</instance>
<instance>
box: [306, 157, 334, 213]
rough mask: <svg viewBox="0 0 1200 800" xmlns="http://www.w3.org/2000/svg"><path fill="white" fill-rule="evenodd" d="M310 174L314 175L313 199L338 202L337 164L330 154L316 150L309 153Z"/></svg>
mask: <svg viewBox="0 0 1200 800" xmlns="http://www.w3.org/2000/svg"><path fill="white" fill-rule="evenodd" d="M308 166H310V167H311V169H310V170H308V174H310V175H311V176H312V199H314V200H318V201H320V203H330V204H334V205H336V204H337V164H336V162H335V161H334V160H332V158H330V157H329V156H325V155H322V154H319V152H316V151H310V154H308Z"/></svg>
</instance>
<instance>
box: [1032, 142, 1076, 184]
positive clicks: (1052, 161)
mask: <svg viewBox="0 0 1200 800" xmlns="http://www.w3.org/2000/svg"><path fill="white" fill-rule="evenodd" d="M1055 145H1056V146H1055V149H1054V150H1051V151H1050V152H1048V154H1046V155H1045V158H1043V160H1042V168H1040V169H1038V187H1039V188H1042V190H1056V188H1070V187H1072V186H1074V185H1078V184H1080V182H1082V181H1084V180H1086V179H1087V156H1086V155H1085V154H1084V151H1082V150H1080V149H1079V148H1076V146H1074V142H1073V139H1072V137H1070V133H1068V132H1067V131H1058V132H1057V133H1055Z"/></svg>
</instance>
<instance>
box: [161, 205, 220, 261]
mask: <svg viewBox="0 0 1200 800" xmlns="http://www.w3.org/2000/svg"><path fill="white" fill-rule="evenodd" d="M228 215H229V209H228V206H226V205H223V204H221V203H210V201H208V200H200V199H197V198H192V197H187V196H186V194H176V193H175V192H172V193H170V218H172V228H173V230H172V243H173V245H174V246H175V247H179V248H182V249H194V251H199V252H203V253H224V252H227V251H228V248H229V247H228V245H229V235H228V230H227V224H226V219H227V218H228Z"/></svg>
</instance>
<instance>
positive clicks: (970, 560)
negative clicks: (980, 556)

▶ _Exercise directions_
Return the records above in their entirety, exactly as they appear.

▶ _Expected output_
</instance>
<instance>
box: [306, 157, 334, 213]
rough mask: <svg viewBox="0 0 1200 800" xmlns="http://www.w3.org/2000/svg"><path fill="white" fill-rule="evenodd" d="M310 174L314 175L313 199L338 202L337 164L330 154L316 150L309 153Z"/></svg>
mask: <svg viewBox="0 0 1200 800" xmlns="http://www.w3.org/2000/svg"><path fill="white" fill-rule="evenodd" d="M308 166H310V167H311V169H310V170H308V174H310V175H311V176H312V199H314V200H318V201H320V203H330V204H334V205H336V204H337V164H336V162H335V161H334V160H332V158H330V157H329V156H325V155H322V154H319V152H316V151H310V154H308Z"/></svg>
</instance>
<instance>
box: [1032, 142, 1076, 184]
positive clicks: (1052, 161)
mask: <svg viewBox="0 0 1200 800" xmlns="http://www.w3.org/2000/svg"><path fill="white" fill-rule="evenodd" d="M1055 145H1056V146H1055V149H1054V150H1051V151H1050V152H1048V154H1046V155H1045V158H1043V160H1042V168H1040V169H1038V187H1039V188H1042V190H1056V188H1070V187H1072V186H1074V185H1078V184H1080V182H1082V181H1084V180H1086V179H1087V156H1086V155H1085V154H1084V151H1082V150H1080V149H1079V148H1076V146H1074V142H1073V139H1072V137H1070V133H1068V132H1067V131H1058V132H1057V133H1055Z"/></svg>
</instance>
<instance>
box: [161, 205, 220, 261]
mask: <svg viewBox="0 0 1200 800" xmlns="http://www.w3.org/2000/svg"><path fill="white" fill-rule="evenodd" d="M228 215H229V209H228V206H226V205H223V204H221V203H210V201H208V200H200V199H197V198H192V197H187V196H186V194H176V193H175V192H172V193H170V218H172V228H173V230H172V243H173V245H174V246H175V247H179V248H182V249H194V251H199V252H203V253H224V252H227V251H228V248H229V247H228V245H229V235H228V230H227V224H226V219H227V218H228Z"/></svg>
</instance>
<instance>
positive clicks: (970, 560)
negative clicks: (980, 556)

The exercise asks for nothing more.